Meditation as a practice has gained wide popularity due to its numerous benefits. Research studies have shown that consistent meditation practice improves relaxation, helps with depression, reduces autoimmune response and also counters the adverse effects of stress and anxiety. It sounds like a perfect antidote to the modern-day lifestyle and yet it remains a primarily misunderstood practice.
Many mindfulness techniques and exercises are often erroneously called meditation giving this concept multiple meanings. But in yoga, Meditation is a particular practice. A comprehensive definition can be found in one of the early texts written on the subject – the Yoga Sutras of Patanjali.
Yoga Sutras are an ancient yogic text dated around 200 to 400 CE, and they have 196 profound but straightforward one-liners called aphorisms. Though don’t judge them by their brevity as they contain highly detailed information on yogic practices. They are like theorems which unfold to give us detailed insights. These 196 sutras have been explained in detail in a very popular commentary called Yoga Bhashya of Vyasa likely written a couple of centuries after the sutras themselves. I will share with you the key highlights from both the texts in a simplified manner to share their definition of meditation.
What is meditation?
The ultimate goal of all yoga practices is Samadhi which can be called the highest state a human being can achieve. Patanjali gave us eight steps to get to this stage and meditation forms a part of this journey. These eight steps of Patanjali are called Ashtanga yoga and help us progress to the highest stage of yoga. You can read more about these eight steps in my blog here. In this blog, I will cover the last three steps which are more specific to meditation practices. These are Dharana (concentration), Dhyana (meditation) and Samadhi (Enlightenment).
Dharana roughly translates as concentration and it is fixing the mind on the chosen object of meditation, e.g., a symbol, mantra, deity, chakra, etc. Simply said, it is holding the mind fixed at any point in space. However, at this stage mind has a tendency to get interrupted by other thoughts.
Dhyana is meditation and at this stage, the mind becomes continuously focused on the chosen object of meditation. There is no interruption, and no other thought comes to mind. This is a very advanced stage and an excellent way to understand the difference between Dharana and Dhyana is the analogy of water and honey. Dharana is like dripping water drop by drop and Dhyana is like honey pouring consistently in a smooth stream without interruptions. There is only one thought in our mind, and the focus is so strong that nothing can disturb it. This is meditation.

-- Data rows --
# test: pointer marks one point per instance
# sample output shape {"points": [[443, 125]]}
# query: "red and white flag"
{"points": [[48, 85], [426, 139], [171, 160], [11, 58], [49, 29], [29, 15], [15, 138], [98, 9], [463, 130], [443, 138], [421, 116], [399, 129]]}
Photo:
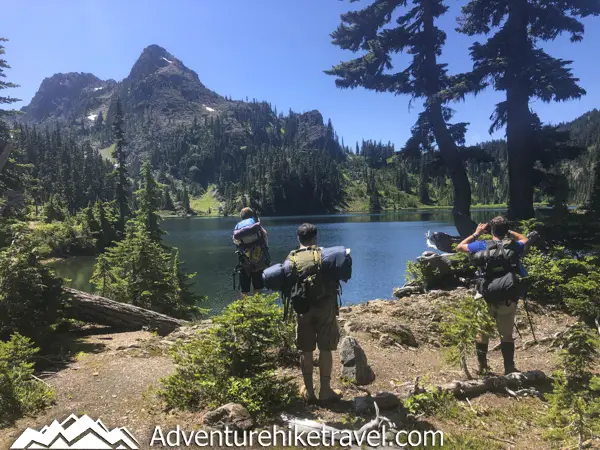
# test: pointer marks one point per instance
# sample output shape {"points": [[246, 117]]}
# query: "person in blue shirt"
{"points": [[254, 249], [502, 312]]}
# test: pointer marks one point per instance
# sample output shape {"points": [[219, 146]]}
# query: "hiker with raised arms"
{"points": [[499, 261], [251, 240]]}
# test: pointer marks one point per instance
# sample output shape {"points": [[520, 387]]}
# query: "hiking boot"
{"points": [[329, 396], [481, 351], [509, 370], [508, 353], [309, 398], [484, 372]]}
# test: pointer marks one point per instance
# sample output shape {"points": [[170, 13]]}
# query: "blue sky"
{"points": [[274, 50]]}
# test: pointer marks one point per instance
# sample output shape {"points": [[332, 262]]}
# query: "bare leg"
{"points": [[325, 367], [306, 364]]}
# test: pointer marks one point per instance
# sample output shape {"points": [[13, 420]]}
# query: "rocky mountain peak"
{"points": [[156, 60], [62, 94]]}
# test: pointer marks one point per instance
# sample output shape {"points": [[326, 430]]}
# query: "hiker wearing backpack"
{"points": [[499, 260], [314, 298], [251, 240]]}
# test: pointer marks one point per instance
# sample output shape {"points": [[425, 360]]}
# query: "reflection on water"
{"points": [[381, 244]]}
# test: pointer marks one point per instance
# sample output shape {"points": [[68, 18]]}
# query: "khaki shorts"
{"points": [[505, 320], [318, 327]]}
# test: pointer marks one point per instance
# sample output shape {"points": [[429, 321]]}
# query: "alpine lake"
{"points": [[380, 244]]}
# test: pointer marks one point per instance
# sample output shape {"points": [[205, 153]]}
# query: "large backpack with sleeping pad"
{"points": [[310, 287], [252, 249], [499, 264]]}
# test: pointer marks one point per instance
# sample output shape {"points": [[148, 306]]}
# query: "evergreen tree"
{"points": [[5, 100], [139, 269], [574, 404], [512, 61], [594, 199], [423, 188], [148, 203], [167, 201], [185, 199], [5, 148], [367, 30], [120, 157]]}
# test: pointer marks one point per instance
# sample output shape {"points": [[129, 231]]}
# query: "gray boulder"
{"points": [[354, 363], [231, 415]]}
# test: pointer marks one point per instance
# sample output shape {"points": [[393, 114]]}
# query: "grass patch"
{"points": [[207, 201]]}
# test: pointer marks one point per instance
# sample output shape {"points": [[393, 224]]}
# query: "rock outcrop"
{"points": [[232, 415], [355, 368]]}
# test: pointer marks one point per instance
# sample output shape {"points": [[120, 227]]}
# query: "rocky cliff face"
{"points": [[65, 97], [159, 94], [161, 84]]}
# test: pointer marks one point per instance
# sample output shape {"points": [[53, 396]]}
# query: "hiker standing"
{"points": [[251, 240], [499, 259], [314, 298]]}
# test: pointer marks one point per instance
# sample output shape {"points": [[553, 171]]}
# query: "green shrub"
{"points": [[460, 329], [30, 293], [565, 279], [544, 277], [20, 393], [234, 361], [60, 239], [574, 405]]}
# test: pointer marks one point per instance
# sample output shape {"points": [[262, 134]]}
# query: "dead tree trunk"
{"points": [[499, 384], [95, 309]]}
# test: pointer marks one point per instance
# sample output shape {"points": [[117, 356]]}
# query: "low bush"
{"points": [[574, 412], [234, 361], [465, 320], [430, 402], [20, 393], [60, 239]]}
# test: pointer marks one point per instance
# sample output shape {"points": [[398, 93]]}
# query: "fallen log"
{"points": [[498, 384], [102, 311]]}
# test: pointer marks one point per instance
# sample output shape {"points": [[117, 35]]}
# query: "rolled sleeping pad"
{"points": [[274, 277], [247, 232], [337, 263]]}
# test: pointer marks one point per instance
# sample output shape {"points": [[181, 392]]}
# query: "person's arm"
{"points": [[519, 237], [464, 245]]}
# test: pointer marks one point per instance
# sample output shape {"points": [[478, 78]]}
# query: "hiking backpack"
{"points": [[252, 249], [310, 287], [500, 264]]}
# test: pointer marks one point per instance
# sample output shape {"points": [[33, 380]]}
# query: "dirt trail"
{"points": [[115, 375]]}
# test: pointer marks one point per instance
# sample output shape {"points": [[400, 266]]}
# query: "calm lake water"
{"points": [[380, 244]]}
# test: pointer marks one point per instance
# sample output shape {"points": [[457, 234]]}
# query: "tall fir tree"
{"points": [[148, 200], [368, 30], [512, 61], [142, 271], [120, 156], [5, 100]]}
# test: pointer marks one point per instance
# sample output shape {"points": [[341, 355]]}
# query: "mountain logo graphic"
{"points": [[76, 433]]}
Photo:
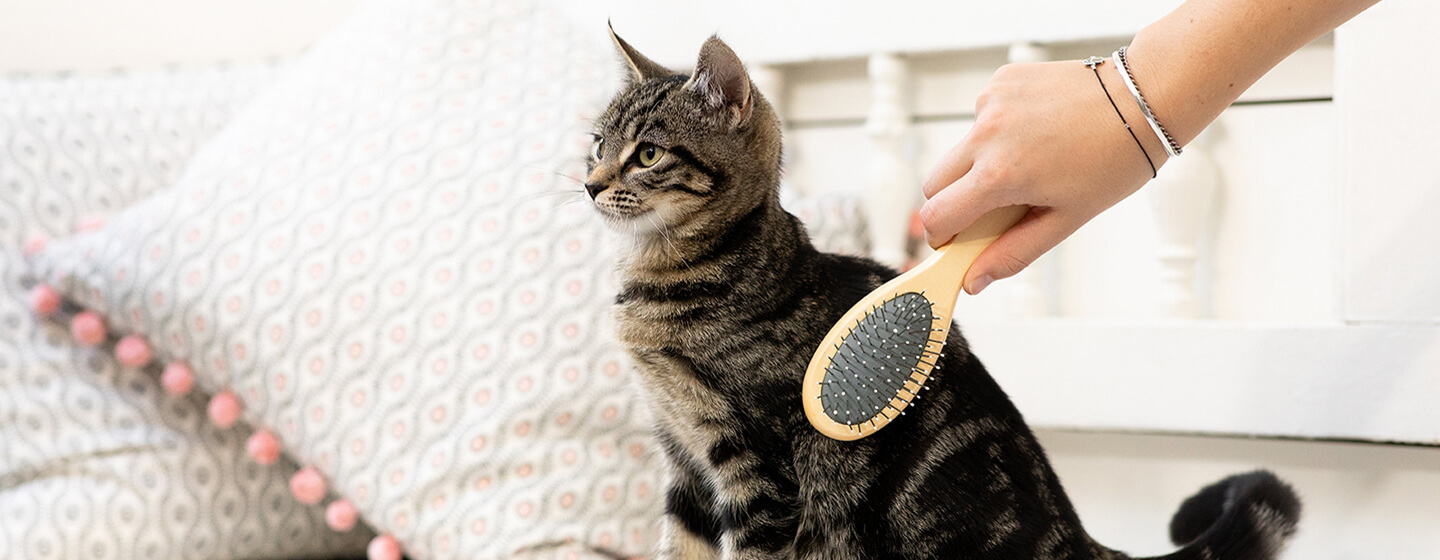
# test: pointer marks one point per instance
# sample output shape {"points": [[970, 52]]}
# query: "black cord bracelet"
{"points": [[1095, 66]]}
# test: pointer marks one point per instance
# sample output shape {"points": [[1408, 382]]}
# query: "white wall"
{"points": [[100, 35]]}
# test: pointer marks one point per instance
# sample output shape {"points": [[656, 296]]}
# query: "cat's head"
{"points": [[684, 156]]}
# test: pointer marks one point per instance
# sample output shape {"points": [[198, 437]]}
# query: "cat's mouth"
{"points": [[622, 212]]}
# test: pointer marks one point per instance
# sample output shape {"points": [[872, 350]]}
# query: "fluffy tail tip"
{"points": [[1252, 514]]}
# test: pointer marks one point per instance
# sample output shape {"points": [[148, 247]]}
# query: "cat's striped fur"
{"points": [[722, 303]]}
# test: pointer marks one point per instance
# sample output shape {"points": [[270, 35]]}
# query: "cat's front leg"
{"points": [[758, 514], [689, 529]]}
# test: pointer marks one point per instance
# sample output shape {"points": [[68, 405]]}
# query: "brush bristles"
{"points": [[879, 362]]}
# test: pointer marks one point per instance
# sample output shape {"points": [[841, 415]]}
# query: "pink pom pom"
{"points": [[88, 328], [340, 516], [307, 485], [225, 409], [45, 301], [383, 547], [177, 379], [36, 244], [133, 350], [262, 446]]}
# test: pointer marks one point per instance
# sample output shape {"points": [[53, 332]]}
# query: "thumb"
{"points": [[1040, 231]]}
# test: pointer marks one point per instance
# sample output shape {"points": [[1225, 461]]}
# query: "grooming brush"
{"points": [[877, 359]]}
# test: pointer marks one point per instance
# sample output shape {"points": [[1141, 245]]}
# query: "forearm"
{"points": [[1200, 58]]}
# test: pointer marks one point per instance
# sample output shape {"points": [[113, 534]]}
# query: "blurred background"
{"points": [[1273, 300]]}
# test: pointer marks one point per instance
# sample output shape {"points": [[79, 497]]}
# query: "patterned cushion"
{"points": [[389, 258], [95, 461], [382, 261]]}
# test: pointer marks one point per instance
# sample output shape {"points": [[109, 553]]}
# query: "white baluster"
{"points": [[894, 186], [1182, 200], [1028, 291]]}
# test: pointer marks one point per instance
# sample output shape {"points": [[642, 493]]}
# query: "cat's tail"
{"points": [[1243, 517]]}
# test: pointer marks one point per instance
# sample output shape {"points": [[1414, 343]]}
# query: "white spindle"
{"points": [[1182, 200], [1027, 290], [896, 187]]}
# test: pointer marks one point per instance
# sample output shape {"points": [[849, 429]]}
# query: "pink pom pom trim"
{"points": [[133, 350], [383, 547], [342, 516], [225, 409], [307, 485], [177, 379], [45, 301], [88, 328], [262, 446]]}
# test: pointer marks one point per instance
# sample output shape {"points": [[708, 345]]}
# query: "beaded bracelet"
{"points": [[1171, 146], [1095, 62]]}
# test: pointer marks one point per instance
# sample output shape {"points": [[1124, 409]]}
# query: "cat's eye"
{"points": [[648, 154]]}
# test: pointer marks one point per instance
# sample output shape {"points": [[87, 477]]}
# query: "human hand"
{"points": [[1044, 136]]}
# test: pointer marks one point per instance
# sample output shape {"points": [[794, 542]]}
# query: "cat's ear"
{"points": [[722, 82], [641, 68]]}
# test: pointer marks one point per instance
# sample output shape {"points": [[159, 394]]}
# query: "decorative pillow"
{"points": [[95, 461], [380, 262], [389, 264]]}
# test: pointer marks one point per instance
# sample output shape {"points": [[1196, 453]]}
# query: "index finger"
{"points": [[951, 167]]}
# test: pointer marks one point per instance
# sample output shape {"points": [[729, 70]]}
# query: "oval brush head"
{"points": [[876, 360]]}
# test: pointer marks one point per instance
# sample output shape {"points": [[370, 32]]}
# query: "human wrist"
{"points": [[1131, 114], [1159, 72]]}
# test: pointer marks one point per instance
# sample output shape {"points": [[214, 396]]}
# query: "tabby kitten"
{"points": [[722, 303]]}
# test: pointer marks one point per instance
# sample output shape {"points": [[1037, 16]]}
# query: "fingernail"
{"points": [[978, 284]]}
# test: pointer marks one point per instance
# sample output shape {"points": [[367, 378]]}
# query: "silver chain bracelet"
{"points": [[1171, 146]]}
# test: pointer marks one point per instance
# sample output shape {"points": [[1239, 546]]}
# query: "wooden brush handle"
{"points": [[954, 258]]}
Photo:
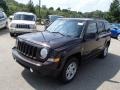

-- Your tasks --
• A. According to the piece on meditation, how many aphorisms make up the Yoga Sutras of Patanjali?
• B. Pick up the piece on meditation after its final sentence and write the next part.

-- Results of the tasks --
• A. 196

• B.
Samadhi or enlightenment is when we become so absorbed in our meditation that we even forget ourselves, that is Samadhi. The difference between Dhyana and Samadhi is that in Dhyana we ‘know’ that we are meditating, but in Samadhi we are so absorbed that we don’t even know that we are meditating. This means ego or the sense of ‘I’ disappears. There’s just the object that exists. To take an example, if we were meditating on God, then at this stage we would forget our identity and become one with the thought of God. Samadhi itself has multiple stages but I am not covering them here.
Dharana, Dhyana and Samadhi are directly related to the practice of meditation and together are called ‘samyama.’ Patanjali then goes on to describe various objects of meditation that a seeker can choose to begin his or her meditative practices. In later sutras, he even goes into great detail about the various supernatural powers or siddhis that can be attained by performing samyama (i.e., Dharana, Dhyana, and Samadhi) on many different objects of the world. For instance, samyama on the navel center can give us all the knowledge about the human body or on the moon can give us all understanding of the entire solar system. It sounds very fantastic, highly creative and rather tempting – but the wise sage also warns us that all these siddhis are distractions on the path of yoga. For a sincere seeker, these are just obstacles in the way of Samadhi.
Samyama, therefore, is a very critical concept in Yoga as all through the sutras. As we cannot jump directly to Samadhi, the three combined can be called the practice of ‘meditation.’
How do you meditate for the first time?
There are various schools of thoughts on how to begin meditation, but for complete beginners, it is best to get started with some mindfulness techniques. These exercises help us increase our awareness and complete relax our body. Some ways to do this are joint movements, mindful breathing, trataka, body scanning, etc.
Before sitting in meditation, it is vital for the body to be relaxed and stress-free. Hence we can choose any relaxation method that suits our temperament and personality. Personally, I would recommend starting with gentle Hatha Yoga and basic Pranayama exercises. These increase our awareness, make us calm and are very conducive to meditation.
How to sit in meditation?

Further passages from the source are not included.